課題 1 => 新型うつ病についての文章にある表で、従来のうつ病と新型うつ病を比べている項目をすべて挙げてください。
課題 2 => 新型うつ病についての文章のうち、「従来のうつとは、正反対の特徴を持っています」から「付けられないものがあります。」までを一字一句変えずに書き写してください。
課題 3 => 新型うつ病についての文章を、最後の文に続けて書き進めてください。

従来のうつとは、正反対の特徴を持っています
20代~30代の若年社会人に増えている心の病、新型うつ病。
うつという名前が付いているため、混同されたり誤解されたりしやすいですが、従来のうつ病とは正反対の特徴を持っています。従来と新型、それぞれの特徴をまとめると下記の通りになります。
項目 | 従来のうつ病 | 新型うつ病 |
---|---|---|
責める対象 | 自分 | 他者 |
感情の波 | ずっと落ち込んだまま | 起伏が激しい |
症状が表れる場所 | 場所を選ばず | 職場 |
悪化する時間帯 | 朝 | 夕方~夜 |
休日の状態 | 変わらない | 活動的になる |
新型うつにかかると、出社拒否の状態になることも
新型うつ病の特徴に注目すると、おそらく殆どの方が「子供っぽい性格」「自己中心的なだけ」という感想を抱くでしょう。しかしそれだけでは、決して片付けられないものがあります。

(保存済みデータ項目)
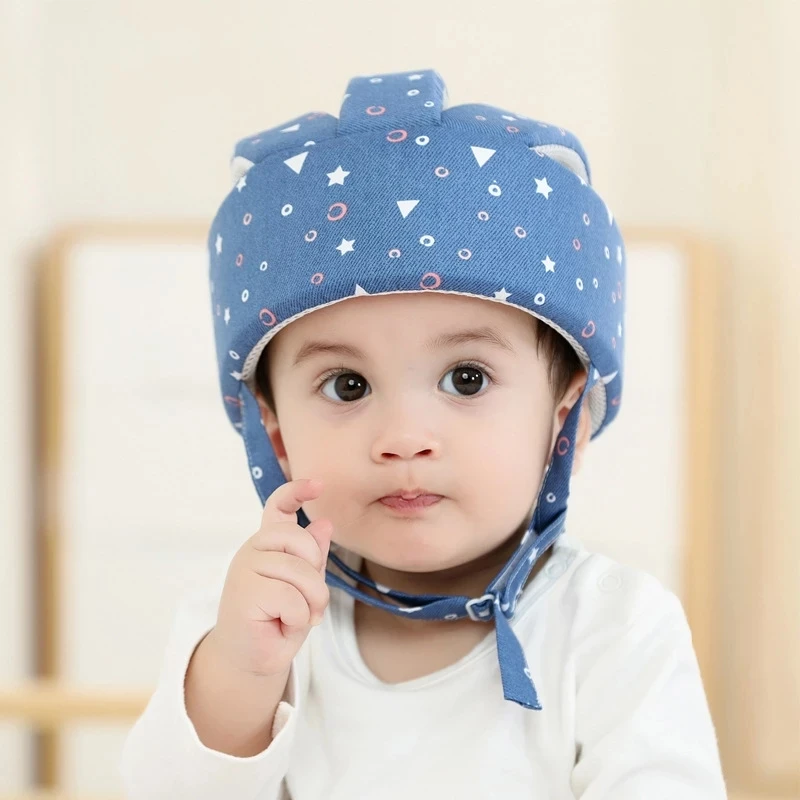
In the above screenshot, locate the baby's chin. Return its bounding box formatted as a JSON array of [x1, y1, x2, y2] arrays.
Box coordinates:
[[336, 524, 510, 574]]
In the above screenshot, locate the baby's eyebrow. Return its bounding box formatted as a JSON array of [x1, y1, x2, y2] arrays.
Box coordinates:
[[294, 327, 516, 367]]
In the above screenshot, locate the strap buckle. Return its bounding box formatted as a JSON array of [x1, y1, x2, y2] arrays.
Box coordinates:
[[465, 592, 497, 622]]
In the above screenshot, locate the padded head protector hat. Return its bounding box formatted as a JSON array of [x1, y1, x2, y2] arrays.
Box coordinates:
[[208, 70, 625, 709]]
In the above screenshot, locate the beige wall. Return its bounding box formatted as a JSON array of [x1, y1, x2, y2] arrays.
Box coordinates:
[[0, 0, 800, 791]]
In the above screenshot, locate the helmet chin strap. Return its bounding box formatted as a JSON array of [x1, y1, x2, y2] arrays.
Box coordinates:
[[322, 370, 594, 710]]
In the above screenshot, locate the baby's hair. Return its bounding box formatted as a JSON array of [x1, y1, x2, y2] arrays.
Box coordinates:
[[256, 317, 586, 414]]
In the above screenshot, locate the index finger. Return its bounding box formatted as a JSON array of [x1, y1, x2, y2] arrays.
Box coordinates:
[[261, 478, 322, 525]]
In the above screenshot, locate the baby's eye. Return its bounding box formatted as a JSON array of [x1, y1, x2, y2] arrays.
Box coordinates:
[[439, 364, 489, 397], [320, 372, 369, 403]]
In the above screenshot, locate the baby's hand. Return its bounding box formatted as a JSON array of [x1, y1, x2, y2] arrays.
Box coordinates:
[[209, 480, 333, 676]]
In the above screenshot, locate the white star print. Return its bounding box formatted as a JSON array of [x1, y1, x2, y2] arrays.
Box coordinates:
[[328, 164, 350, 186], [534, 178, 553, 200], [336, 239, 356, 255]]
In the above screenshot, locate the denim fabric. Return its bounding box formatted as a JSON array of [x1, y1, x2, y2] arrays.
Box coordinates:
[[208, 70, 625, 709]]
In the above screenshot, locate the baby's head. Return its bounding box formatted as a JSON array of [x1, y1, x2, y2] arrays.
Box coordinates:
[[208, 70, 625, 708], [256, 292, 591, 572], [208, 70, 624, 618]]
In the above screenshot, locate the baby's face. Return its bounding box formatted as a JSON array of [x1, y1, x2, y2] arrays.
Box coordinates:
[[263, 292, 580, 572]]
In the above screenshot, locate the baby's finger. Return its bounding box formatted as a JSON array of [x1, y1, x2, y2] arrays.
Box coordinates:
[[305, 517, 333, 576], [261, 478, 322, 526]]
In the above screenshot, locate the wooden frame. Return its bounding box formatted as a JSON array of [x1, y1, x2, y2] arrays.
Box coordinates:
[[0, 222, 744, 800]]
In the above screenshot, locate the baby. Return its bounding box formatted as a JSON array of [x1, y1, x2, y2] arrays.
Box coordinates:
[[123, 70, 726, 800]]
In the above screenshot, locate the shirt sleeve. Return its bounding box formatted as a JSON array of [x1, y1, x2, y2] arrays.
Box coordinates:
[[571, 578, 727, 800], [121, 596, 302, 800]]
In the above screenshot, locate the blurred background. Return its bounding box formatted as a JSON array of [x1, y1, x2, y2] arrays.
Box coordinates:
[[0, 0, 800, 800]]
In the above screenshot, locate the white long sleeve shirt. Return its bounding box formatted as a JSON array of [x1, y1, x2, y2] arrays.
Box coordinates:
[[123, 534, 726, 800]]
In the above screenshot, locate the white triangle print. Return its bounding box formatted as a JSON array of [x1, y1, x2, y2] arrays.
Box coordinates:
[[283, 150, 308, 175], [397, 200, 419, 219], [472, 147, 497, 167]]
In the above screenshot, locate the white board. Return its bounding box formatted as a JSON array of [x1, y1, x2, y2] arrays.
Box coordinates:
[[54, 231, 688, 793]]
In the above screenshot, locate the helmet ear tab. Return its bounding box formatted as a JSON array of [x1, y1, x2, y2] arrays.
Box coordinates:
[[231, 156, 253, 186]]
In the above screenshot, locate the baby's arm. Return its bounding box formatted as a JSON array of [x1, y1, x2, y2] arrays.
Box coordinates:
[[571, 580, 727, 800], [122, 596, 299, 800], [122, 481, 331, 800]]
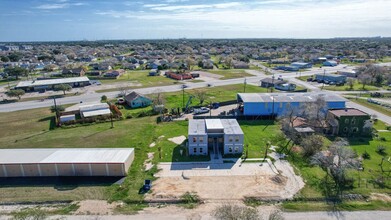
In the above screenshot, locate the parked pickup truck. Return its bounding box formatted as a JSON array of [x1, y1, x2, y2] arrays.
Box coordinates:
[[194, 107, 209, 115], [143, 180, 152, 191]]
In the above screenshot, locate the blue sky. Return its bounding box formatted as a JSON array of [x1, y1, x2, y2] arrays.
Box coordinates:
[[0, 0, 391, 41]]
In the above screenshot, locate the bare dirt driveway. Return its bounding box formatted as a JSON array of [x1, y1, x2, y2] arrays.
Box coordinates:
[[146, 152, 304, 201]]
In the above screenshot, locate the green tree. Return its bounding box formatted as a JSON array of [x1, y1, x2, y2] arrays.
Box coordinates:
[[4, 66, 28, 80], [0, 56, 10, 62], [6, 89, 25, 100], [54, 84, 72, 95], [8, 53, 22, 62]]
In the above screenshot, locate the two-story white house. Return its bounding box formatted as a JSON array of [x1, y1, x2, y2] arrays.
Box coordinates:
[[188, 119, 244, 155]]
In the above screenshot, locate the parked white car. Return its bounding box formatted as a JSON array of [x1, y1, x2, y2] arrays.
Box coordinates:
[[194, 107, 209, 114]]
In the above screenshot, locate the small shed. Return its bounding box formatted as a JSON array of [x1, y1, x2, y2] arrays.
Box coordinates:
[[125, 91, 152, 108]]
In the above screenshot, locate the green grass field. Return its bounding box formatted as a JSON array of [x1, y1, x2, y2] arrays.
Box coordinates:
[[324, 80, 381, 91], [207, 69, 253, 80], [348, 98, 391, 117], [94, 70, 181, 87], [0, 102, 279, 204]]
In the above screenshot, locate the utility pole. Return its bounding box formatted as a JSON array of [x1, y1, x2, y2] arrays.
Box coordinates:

解答 1 => 責める対象、感情の波、症状が表れる場所、悪化する時間帯、休日の状態

解答 2 =>
従来のうつとは、正反対の特徴を持っています
20代~30代の若年社会人に増えている心の病、新型うつ病。
うつという名前が付いているため、混同されたり誤解されたりしやすいですが、従来のうつ病とは正反対の特徴を持っています。従来と新型、それぞれの特徴をまとめると下記の通りになります。
項目 | 従来のうつ病 | 新型うつ病 |
---|---|---|
責める対象 | 自分 | 他者 |
感情の波 | ずっと落ち込んだまま | 起伏が激しい |
症状が表れる場所 | 場所を選ばず | 職場 |
悪化する時間帯 | 朝 | 夕方~夜 |
休日の状態 | 変わらない | 活動的になる |
新型うつにかかると、出社拒否の状態になることも
新型うつ病の特徴に注目すると、おそらく殆どの方が「子供っぽい性格」「自己中心的なだけ」という感想を抱くでしょう。しかしそれだけでは、決して片付けられないものがあります。

解答 3 =>
なぜならば日々の業務に大きく差し障る、出社拒否の状態に陥る、それによって周囲からひんしゅくを買うなど、さまざまな問題が発生するからです。
新型うつ病の人は悪い言い方をすれば、プライドが高く忍耐力がありません。
非常に打たれ弱く、ごく軽い注意を受けただけでも過剰なまでに傷つきます。他者が蚊に刺される程度と感じることでも、新型うつ病の人は、まるで猛獣にでも攻撃されたかのように感じてしまいます。
そしてPTSDにも似た強い心理的ショックが原因となり、出社拒否などの問題を引き起こしてしまうのです。
第三者の目には、仮病を使って逃げているように映る
新型うつ病の人は、病気を同情してもらえないどころか、批判や非難の対象になることが多々あります。自宅や旅行先など、会社以外の場所に行くと、手の平を返したように活動的になるためです。また本人に都合の良いことが起こった途端に気分が回復するのも、周囲の信頼を損ねる原因になります。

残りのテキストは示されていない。